### INPUT DATA

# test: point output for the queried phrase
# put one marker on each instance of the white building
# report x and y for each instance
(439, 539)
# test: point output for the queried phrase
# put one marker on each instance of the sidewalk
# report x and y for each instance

######

§ **TASK TO CARRY OUT**
Using the records above, copy each line that contains "marker".

§ **YOUR RESPONSE**
# put one marker on each instance of the white building
# put one marker on each instance of the sidewalk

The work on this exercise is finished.